With the foregoing in mind,
Within the condenser 34, the pressurized refrigerant is cooled and condensed via heat exchange with a cooling fluid (e.g., water) circulated through the plurality of tubes disposed within the shell 102. For example, the condenser 34 may include a condensing section 112 having a tube bundle 114 (e.g., a plurality of tubes, a set of tubes, etc.) extending along the length 111 of the condenser 34 and configured to direct cooling fluid therethrough. Specifically, as indicated by arrows 116, cooling fluid from a cooling fluid source is directed into the shell 102 of the condenser 102, and at least of portion of the cooling fluid may be directed through the tube bundle 114 of the condensing section 112. The pressurized refrigerant is directed across (e.g., over) the tube bundle 114 within the shell 102 and is condensed via heat exchange with the cooling fluid flowing through the tube bundle 114. Warm cooling fluid is discharged from the condenser 34, as indicated by arrows 118, and may be directed back to the cooling fluid source.
The subcooler 100 of the condenser 34 also receives cooling fluid from the cooling fluid source for heat exchange with the refrigerant within the shell 102. More specifically, the subcooler 100 may include one or more tube bundles (e.g., sets of tubes), separate from the tube bundle 114 of the condensing section 112, and the tube bundles of the subcooler 100 circulate cooling fluid therethrough to exchange heat with the refrigerant (e.g., after the refrigerant exchanges heat with the cooling fluid directed through the tube bundle 114 of the condensing section 112). In the illustrated embodiment, the subcooler 100 includes a first pass 120 (e.g., an open pass, a first refrigerant pass) and a second pass 122 (e.g., a closed pass, a second refrigerant pass). The first pass 120 includes a first tube bundle 124 (e.g., a first set of tubes), and the second pass 122 includes a second tube bundle 126 (e.g., a second set of tubes). It should be noted that the tube bundle 114, the first tube bundle 124, and the second tube bundle 126 are illustrated schematically for clarity, and it should be understood that each of the tube bundle 114, the first tube bundle 124, and the second tube bundle 126 includes a plurality of tubes extending through the shell 102 and configured to direct a respective flow of cooling fluid therethrough.

[Annotation data based on points]

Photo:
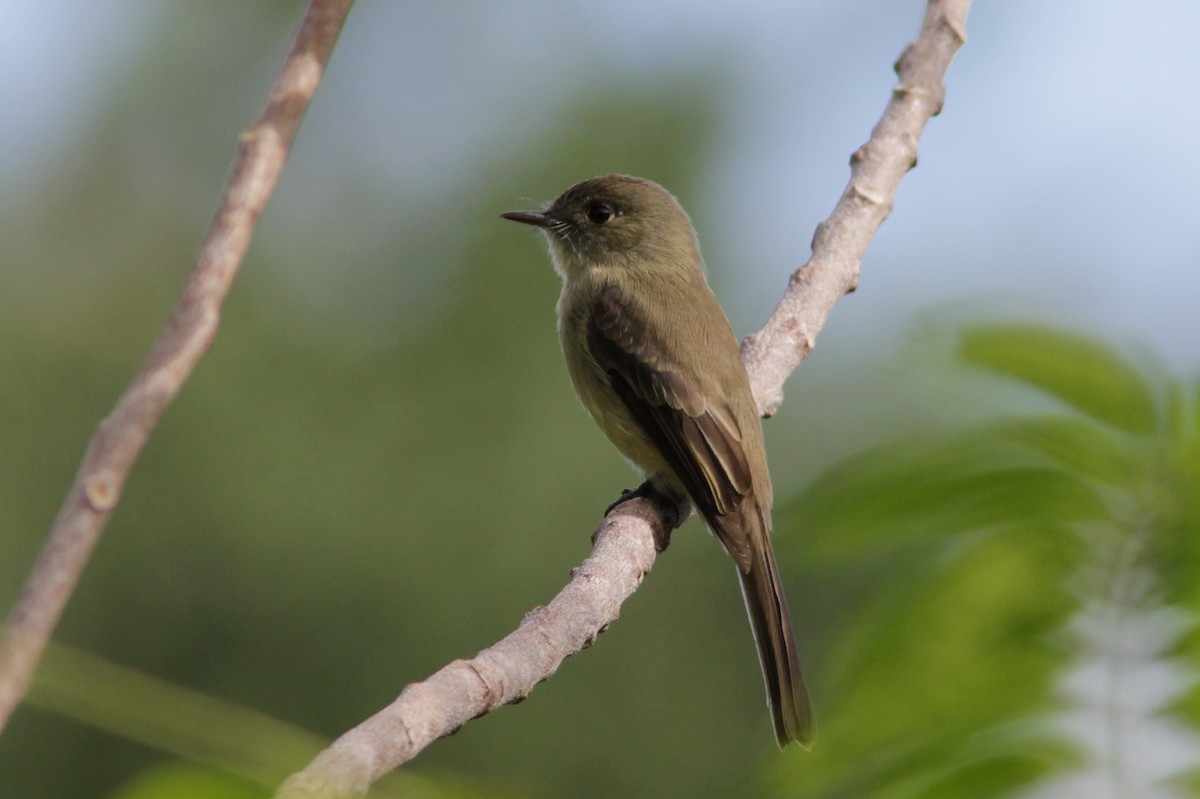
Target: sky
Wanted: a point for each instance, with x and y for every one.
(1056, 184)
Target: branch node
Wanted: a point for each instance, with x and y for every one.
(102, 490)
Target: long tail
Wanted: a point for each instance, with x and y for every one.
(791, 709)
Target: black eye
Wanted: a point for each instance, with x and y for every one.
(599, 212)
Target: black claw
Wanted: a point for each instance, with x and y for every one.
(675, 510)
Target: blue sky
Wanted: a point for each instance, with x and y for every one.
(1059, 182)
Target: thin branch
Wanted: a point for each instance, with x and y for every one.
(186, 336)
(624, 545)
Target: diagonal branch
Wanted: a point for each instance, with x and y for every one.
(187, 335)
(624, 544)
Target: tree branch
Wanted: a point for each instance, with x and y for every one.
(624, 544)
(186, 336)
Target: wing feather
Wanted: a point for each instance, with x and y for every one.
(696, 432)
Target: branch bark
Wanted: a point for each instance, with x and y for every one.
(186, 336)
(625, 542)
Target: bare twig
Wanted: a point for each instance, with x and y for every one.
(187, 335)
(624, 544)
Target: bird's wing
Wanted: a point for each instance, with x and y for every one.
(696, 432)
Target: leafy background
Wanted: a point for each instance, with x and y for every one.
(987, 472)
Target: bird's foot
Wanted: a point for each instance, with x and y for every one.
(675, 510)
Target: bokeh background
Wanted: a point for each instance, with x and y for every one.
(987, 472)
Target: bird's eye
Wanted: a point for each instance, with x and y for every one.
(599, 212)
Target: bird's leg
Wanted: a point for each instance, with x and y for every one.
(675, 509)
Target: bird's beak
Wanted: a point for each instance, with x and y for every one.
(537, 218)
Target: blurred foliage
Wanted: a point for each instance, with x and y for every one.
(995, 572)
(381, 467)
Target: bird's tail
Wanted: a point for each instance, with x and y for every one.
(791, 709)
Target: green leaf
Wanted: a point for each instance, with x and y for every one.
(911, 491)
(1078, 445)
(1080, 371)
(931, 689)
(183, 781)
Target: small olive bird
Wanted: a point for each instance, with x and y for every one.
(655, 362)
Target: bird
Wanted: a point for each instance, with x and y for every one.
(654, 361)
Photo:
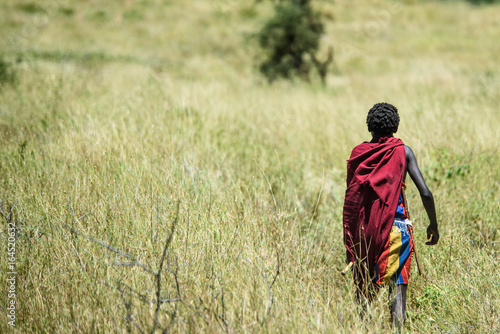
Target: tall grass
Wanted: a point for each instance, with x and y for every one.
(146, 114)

...

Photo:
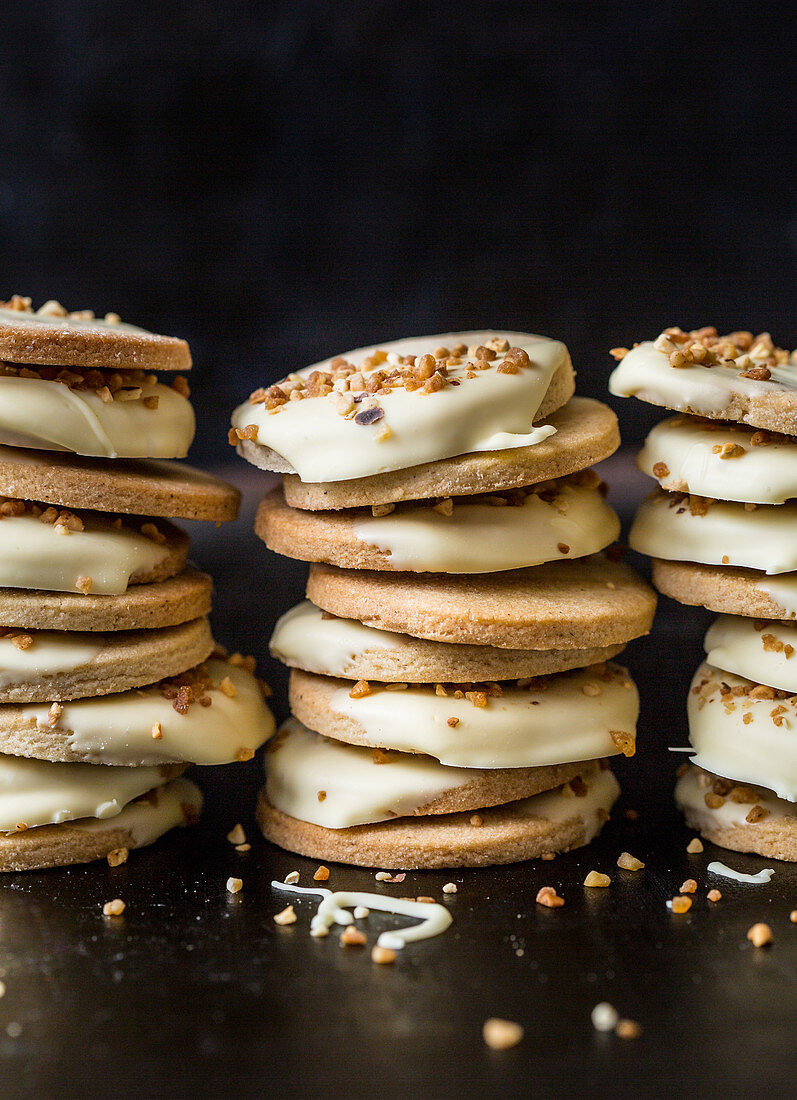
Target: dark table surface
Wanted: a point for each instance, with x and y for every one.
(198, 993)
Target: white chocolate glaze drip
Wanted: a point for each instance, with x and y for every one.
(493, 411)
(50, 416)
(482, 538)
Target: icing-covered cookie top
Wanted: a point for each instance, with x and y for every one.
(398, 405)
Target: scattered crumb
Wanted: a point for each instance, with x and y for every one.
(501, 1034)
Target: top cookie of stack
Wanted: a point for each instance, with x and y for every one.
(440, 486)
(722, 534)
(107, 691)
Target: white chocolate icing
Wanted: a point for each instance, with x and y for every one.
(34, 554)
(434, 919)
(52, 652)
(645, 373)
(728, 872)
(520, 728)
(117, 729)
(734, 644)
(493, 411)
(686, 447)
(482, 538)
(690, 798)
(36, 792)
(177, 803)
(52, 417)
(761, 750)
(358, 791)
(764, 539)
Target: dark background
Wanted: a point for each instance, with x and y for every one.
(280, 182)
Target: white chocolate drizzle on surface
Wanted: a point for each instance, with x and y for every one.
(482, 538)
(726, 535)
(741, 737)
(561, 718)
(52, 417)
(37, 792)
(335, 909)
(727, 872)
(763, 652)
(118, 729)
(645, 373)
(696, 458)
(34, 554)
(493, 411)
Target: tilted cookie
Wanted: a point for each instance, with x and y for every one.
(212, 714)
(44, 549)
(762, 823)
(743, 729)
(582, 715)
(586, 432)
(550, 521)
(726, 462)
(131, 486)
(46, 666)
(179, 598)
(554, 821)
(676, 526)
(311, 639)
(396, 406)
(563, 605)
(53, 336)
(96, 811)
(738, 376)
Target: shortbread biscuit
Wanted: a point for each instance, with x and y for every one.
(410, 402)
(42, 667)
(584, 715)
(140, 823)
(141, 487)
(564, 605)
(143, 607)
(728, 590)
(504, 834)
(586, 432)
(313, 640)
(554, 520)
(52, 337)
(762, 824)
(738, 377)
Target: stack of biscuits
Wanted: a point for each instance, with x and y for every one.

---

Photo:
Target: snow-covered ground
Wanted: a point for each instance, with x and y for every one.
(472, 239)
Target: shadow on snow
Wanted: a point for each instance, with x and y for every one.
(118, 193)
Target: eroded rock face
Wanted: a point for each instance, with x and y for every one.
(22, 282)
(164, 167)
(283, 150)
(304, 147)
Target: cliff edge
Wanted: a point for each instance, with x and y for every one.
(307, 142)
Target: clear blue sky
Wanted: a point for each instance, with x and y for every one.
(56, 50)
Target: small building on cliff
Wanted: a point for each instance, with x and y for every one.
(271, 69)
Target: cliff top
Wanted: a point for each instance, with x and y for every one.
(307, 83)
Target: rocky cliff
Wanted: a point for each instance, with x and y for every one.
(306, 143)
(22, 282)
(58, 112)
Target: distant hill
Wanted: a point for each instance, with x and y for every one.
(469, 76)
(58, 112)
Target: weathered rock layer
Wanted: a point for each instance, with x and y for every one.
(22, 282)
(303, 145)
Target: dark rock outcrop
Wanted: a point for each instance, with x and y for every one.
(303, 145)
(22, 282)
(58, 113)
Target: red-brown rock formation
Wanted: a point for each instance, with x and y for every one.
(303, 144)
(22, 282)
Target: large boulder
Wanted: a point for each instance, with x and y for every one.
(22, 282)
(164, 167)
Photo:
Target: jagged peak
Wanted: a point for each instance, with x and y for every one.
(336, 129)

§ WHAT THE EXERCISE ASKS
Pick up the passage on the condenser and its subcooler after its final sentence and continue it. The records are separate material and have no connection to the text on the condenser.

§ EXERCISE ANSWER
Similar to the tube bundle 114 of the condensing section 112, the first tube bundle 124 and the second tube bundle 126 of the subcooler 100 also extend along the length 111 of the condenser 34 and are configured to direct the cooling fluid therethrough. It should be noted that, while the illustrated embodiment includes tube bundles 114, 124, and 126 that direct the cooling fluid through the condenser 34 in a single pass of the cooling fluid through the condenser 34, other embodiments of the condenser 34 may include tube bundles configured to (e.g., individually, cooperatively) direct the cooling fluid along multiple passes of the condenser 34. In other words, the tube bundles of the condensing section 112, the first pass 120, and/or the second pass 122 may individually or cooperatively direct the cooling fluid along the length 111 of the condenser 34 multiple times (e.g., multiple passes) instead of along the length 111 of the condenser 34 a single time (e.g., a single pass) as in the illustrated embodiment.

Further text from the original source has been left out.